REQUIREMENT: Your job is to return each record exactly, minus any pictures.

(EXERCISE MATERIALS)

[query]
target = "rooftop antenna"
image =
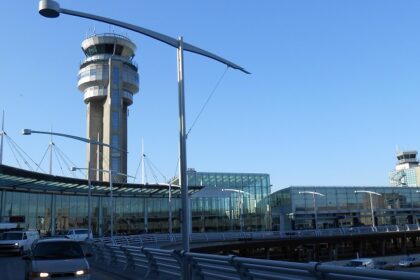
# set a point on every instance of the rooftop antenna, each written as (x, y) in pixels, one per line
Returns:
(142, 161)
(51, 147)
(1, 139)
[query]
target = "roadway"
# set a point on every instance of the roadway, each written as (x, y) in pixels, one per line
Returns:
(13, 268)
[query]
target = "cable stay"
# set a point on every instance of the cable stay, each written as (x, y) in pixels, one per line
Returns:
(17, 151)
(43, 157)
(207, 100)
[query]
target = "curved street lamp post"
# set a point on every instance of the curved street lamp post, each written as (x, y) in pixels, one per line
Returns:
(371, 203)
(314, 202)
(52, 9)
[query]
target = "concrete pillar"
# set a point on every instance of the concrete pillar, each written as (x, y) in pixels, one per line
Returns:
(52, 224)
(267, 253)
(100, 218)
(145, 212)
(360, 248)
(332, 250)
(395, 241)
(413, 241)
(404, 245)
(383, 247)
(1, 205)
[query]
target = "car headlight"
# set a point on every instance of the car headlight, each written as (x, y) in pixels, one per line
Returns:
(40, 274)
(82, 272)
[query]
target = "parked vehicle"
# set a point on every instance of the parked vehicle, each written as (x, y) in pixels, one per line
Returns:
(56, 258)
(18, 241)
(361, 263)
(385, 265)
(409, 261)
(79, 234)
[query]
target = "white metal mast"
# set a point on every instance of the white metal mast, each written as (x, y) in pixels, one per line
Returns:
(1, 140)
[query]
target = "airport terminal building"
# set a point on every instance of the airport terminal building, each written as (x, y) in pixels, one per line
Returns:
(219, 202)
(299, 207)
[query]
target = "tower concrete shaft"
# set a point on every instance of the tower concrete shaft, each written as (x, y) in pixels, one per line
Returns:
(109, 78)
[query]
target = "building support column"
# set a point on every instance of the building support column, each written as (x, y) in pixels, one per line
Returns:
(1, 205)
(100, 225)
(146, 221)
(404, 244)
(53, 204)
(383, 247)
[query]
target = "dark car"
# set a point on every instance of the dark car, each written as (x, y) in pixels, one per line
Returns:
(56, 258)
(385, 265)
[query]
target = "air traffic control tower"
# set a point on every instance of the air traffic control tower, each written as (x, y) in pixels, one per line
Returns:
(108, 78)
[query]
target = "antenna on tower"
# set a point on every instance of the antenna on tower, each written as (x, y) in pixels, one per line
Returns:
(142, 161)
(51, 147)
(1, 139)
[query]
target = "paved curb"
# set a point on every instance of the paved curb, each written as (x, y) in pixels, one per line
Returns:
(116, 271)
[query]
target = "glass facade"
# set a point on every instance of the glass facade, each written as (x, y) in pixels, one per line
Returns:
(343, 207)
(242, 202)
(39, 201)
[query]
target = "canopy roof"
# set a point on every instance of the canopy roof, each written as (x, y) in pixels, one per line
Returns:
(16, 179)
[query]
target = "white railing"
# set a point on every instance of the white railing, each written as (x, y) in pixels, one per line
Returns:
(157, 240)
(156, 263)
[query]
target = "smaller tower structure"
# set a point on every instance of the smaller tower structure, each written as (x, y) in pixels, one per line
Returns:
(407, 170)
(108, 78)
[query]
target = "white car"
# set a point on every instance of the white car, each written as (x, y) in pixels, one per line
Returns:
(18, 241)
(79, 234)
(56, 258)
(409, 261)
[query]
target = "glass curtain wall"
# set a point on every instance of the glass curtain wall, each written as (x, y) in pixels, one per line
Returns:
(342, 207)
(244, 205)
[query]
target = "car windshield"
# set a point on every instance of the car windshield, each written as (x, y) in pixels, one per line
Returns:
(58, 250)
(355, 263)
(12, 236)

(End EXERCISE MATERIALS)

WRITTEN SOLUTION:
[query]
target = "rooftop antenna"
image =
# set a point on every instance of the rooftop antenna, each written as (x, y) in pixels, one per line
Returns:
(142, 161)
(51, 147)
(1, 139)
[query]
target = "roadway"
# set a point on every instance of the roadway, each written as (x, y) in pixels, one per line
Returns:
(13, 268)
[query]
target = "cable stay"
# set a point on every instance of the cable stay, each written as (x, y) in pixels, one per line
Returns:
(17, 151)
(43, 157)
(207, 100)
[query]
target = "curved street lamp post"
# set a point on every instance of the curved street lamp post, each written as (x, y) in pixels, one per line
Returns:
(371, 203)
(314, 202)
(52, 9)
[query]
target = "concrete pillar"
# set a point on every instance of the concrete pillar, each written as (x, y) in pixels, one per line
Returns:
(52, 224)
(267, 253)
(100, 218)
(145, 212)
(360, 248)
(332, 250)
(395, 241)
(413, 241)
(404, 245)
(383, 247)
(1, 205)
[query]
target = "car headlight"
# set a point on every instance of the car headlight, each written as (x, y) in pixels, one per line
Returns:
(40, 274)
(82, 272)
[query]
target = "parked vehicle"
# set a point on every instance of the parked vehicle, each written as (x, y) in pixels, one per line
Returns:
(56, 258)
(18, 241)
(361, 263)
(385, 265)
(409, 261)
(79, 234)
[query]
target = "white metal mast"
# set a point on every instance of the white metal mast, each written as (x, y) in pixels, one per line
Returns:
(1, 140)
[query]
target = "airport terminal building"
# set a point on every instance of the airport terminal building, each written as (x, y) in pixels, one per line
Returns:
(219, 202)
(299, 207)
[query]
target = "tower concrete shaft"
# set a point on every instance of the tower concrete shaft, each written as (x, y) in pixels, one per line
Returns:
(109, 78)
[query]
target = "building support column"
# set a point on every instance of the building support column, each written as (x, y) in pixels, one per line
Returns:
(1, 205)
(100, 225)
(146, 221)
(404, 244)
(53, 204)
(383, 247)
[query]
target = "dark car"
# set a point on every instance of the dark car, each written as (x, y) in pixels, one per line
Returns:
(56, 258)
(385, 265)
[query]
target = "air traffic control tower"
# set a point on every instance of the air traffic control tower, each written as (x, y) in pixels, one per line
Returns:
(108, 78)
[query]
target = "antenna on tower"
# set a point on every instance of the antenna on tower, each written as (x, y) in pixels, one per line
Returns:
(142, 161)
(51, 147)
(1, 139)
[query]
target = "paved curb"
# set a point on every instance of the paved curb, each written as (x, y) in pixels, one per line
Returns:
(116, 271)
[query]
target = "glass facade"
# set a point on every instance of the glass facade, each written as (x, y) in pixels, one per line
Returns:
(343, 207)
(242, 202)
(39, 201)
[query]
target = "canopy roof"
# set a point on every instance of the canopy roof, each written as (x, y) in pixels, one per line
Returns:
(16, 179)
[query]
target = "white railing"
# set a point on every instance of the white railing, each written as (x, y) in pixels, one per line
Returns:
(157, 240)
(156, 263)
[query]
target = "smaller tower structure"
# set a point on every instance of the smaller tower structure, each written as (x, y) in pixels, one per line
Returns:
(407, 170)
(108, 78)
[query]
target = "white car"
# set a point on every instance of the white car, each written as (x, y) in pixels, one per line
Returns:
(18, 241)
(79, 234)
(56, 258)
(409, 261)
[query]
target = "glass curtain wall"
# set a point on every instance of the glass curtain wall, each written as (x, y) in pixels, one per line
Returns:
(342, 207)
(244, 205)
[query]
target = "car windshield"
# set a point on every instance of the car windshield, each written as (x, y) in pixels, one per line
Returns:
(58, 250)
(355, 263)
(12, 236)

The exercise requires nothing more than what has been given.